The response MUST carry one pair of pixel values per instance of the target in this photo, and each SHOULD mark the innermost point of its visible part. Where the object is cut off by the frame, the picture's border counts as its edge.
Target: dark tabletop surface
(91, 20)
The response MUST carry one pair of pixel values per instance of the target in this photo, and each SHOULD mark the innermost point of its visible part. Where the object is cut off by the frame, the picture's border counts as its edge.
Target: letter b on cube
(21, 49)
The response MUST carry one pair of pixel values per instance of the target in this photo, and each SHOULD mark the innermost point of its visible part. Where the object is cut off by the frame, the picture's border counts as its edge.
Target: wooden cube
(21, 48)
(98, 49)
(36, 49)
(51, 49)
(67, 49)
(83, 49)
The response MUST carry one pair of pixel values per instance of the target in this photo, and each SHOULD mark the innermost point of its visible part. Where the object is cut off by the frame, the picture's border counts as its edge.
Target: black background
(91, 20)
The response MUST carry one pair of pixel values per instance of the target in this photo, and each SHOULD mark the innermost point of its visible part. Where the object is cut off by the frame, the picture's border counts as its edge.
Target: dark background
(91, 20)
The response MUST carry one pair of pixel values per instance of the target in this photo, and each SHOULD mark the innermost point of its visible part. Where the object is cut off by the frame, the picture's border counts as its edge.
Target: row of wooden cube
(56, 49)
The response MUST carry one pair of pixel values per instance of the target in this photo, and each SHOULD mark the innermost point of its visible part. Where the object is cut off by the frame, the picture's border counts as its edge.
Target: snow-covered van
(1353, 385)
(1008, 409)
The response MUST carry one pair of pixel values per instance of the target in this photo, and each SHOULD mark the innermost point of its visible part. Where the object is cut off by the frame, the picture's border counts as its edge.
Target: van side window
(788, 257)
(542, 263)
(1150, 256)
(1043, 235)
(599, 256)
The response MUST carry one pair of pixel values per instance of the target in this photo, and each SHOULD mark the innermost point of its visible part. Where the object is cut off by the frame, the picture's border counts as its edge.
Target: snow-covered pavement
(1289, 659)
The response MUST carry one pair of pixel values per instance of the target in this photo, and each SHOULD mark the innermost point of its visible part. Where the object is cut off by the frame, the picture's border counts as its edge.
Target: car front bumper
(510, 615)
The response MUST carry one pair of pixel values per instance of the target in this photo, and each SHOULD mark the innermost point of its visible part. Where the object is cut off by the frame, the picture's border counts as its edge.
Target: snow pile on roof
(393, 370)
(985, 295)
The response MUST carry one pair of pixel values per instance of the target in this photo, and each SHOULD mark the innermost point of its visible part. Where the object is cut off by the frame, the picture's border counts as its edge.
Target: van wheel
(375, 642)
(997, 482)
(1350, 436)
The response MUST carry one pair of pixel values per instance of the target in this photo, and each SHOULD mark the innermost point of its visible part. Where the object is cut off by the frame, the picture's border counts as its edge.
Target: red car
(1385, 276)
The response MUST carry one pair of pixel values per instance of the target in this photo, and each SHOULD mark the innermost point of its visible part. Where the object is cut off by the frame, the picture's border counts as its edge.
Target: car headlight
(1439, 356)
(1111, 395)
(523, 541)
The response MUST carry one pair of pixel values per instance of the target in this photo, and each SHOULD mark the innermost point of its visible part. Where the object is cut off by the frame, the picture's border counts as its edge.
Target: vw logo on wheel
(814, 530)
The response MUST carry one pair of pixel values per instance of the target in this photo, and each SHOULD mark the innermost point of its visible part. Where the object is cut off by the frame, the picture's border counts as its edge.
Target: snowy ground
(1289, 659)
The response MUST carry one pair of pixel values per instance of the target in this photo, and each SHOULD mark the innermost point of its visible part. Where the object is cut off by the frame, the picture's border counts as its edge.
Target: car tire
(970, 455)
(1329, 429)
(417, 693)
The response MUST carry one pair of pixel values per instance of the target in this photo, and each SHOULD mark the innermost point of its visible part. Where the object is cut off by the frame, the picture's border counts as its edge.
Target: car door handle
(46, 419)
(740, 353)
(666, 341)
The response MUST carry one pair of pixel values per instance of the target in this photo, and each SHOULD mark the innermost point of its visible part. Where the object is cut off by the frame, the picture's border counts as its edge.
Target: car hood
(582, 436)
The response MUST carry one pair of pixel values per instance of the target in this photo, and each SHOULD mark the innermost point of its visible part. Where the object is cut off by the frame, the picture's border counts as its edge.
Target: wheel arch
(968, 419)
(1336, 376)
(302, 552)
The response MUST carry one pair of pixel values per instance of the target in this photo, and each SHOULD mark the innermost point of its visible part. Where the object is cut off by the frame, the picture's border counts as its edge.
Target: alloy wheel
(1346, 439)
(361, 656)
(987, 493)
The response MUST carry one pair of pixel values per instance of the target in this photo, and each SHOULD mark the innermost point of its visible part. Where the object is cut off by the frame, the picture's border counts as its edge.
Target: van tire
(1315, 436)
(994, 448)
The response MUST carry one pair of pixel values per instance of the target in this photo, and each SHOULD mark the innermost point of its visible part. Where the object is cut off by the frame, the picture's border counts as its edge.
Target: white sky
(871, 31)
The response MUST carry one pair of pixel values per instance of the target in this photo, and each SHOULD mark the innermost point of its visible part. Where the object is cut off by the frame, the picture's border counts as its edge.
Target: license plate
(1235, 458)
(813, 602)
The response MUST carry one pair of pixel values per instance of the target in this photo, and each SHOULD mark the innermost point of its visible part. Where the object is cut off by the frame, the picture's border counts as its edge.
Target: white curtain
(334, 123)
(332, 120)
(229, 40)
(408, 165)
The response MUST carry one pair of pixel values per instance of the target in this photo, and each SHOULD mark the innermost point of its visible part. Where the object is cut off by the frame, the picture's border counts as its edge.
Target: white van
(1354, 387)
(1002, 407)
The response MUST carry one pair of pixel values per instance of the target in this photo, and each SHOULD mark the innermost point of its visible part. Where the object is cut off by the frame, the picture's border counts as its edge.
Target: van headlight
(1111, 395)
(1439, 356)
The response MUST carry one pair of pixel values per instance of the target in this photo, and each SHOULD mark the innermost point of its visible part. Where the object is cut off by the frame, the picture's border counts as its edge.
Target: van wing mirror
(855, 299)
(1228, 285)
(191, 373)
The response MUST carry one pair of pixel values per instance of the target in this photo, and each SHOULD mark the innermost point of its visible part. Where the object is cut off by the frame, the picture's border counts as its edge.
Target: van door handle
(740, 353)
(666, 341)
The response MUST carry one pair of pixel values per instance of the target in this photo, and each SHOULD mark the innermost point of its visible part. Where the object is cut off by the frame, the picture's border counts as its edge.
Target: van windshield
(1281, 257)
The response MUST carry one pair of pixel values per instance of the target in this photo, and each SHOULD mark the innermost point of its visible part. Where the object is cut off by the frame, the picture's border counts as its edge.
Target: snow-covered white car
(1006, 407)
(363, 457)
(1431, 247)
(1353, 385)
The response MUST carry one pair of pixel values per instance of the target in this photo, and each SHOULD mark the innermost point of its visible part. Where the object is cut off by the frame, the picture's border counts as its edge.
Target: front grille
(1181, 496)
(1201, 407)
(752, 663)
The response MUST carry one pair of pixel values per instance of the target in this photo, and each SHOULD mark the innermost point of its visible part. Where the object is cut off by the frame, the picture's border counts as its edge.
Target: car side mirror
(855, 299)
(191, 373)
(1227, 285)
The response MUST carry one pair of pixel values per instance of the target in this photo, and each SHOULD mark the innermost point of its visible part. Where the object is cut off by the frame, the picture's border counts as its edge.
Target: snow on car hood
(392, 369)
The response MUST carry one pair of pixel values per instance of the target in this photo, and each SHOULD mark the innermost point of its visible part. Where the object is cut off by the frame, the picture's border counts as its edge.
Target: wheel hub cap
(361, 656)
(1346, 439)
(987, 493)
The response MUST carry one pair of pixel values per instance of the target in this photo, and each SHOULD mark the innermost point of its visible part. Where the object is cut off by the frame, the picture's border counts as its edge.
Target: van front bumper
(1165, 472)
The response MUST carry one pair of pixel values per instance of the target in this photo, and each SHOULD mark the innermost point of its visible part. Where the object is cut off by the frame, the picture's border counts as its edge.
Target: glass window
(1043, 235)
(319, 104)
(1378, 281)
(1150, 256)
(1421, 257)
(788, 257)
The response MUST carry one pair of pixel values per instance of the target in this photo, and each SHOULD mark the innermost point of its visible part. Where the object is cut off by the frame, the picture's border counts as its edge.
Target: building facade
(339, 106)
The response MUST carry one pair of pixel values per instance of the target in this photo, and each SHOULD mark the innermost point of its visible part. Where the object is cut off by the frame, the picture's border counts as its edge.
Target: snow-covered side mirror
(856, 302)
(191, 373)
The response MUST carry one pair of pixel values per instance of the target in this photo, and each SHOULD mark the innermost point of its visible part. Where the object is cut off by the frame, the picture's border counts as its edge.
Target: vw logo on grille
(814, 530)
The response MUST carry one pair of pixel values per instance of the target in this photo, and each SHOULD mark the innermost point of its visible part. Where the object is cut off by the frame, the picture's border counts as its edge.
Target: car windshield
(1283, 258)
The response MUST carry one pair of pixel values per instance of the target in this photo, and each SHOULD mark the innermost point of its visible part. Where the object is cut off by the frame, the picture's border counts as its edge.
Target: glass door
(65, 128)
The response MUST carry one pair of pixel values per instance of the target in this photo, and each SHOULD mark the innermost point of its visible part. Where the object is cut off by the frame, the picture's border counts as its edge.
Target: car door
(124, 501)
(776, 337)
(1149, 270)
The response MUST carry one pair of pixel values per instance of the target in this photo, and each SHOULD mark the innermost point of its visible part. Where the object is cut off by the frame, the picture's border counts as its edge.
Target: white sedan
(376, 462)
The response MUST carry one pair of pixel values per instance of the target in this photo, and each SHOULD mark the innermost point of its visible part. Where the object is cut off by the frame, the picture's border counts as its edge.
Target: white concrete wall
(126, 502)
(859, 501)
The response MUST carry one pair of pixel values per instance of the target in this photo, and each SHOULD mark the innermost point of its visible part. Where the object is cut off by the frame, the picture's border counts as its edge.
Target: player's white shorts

◆ ◆ ◆

- What is required -
Please recast the stretch from the start of the records through the line that contains "(1008, 409)" as a Markdown table with the columns Row and Line, one numbered row per line, and leave out any blank lines.

- Solution for this exercise -
| Row | Line |
|---|---|
| 1 | The response MUST carry one pair of pixel values per instance of the target in this photo, and each SHOULD mark the innermost point of its visible part. Where the object is cut off by the frame, the picture's border counts as its edge. |
| 2 | Target: dark tabletop surface |
| 3 | (91, 20) |
| 4 | The response MUST carry one pair of pixel values per instance of the target in this photo, and each SHOULD mark the innermost point of its visible part. Where the object is cut off by the frame, the picture's border counts as its edge. |
| 5 | Target: letter b on cube |
| 6 | (21, 49) |
| 7 | The response MUST carry one pair of pixel values per instance of the target in this photo, and each SHOULD mark the innermost point of its visible part. Where the object is cut off by the frame, the picture's border counts as its edge. |
| 8 | Target: wooden cube |
| 9 | (21, 48) |
| 10 | (98, 49) |
| 11 | (36, 49) |
| 12 | (51, 49) |
| 13 | (67, 49) |
| 14 | (83, 49) |
| 15 | The response MUST carry one pair of pixel values per instance of the target in this photo, and each SHOULD mark the innermost point of its visible part. Where the object is cut off by the frame, the picture's border counts as its edge. |
| 16 | Target: black background |
| 17 | (91, 20) |
| 18 | The response MUST carry one pair of pixel values per instance of the target in this photo, and each SHOULD mark the innermost point of its visible part. Where the object is cut off by the frame, the picture's border counts as its edge. |
| 19 | Target: dark background |
| 20 | (91, 20) |
| 21 | The response MUST carry one pair of pixel values per instance of the target in this photo, and each SHOULD mark the innermost point of its visible part. Where the object is cut off by the frame, the picture's border counts as its edge. |
| 22 | Target: row of wooden cube |
| 23 | (56, 49) |
| 24 | The response MUST carry one pair of pixel values per instance of the target in this photo, and each SHOULD mark the innermost point of its visible part. Where the object is cut off by the frame, the picture's border counts as its edge. |
| 25 | Target: snow-covered van |
| 26 | (1353, 385) |
| 27 | (1008, 409) |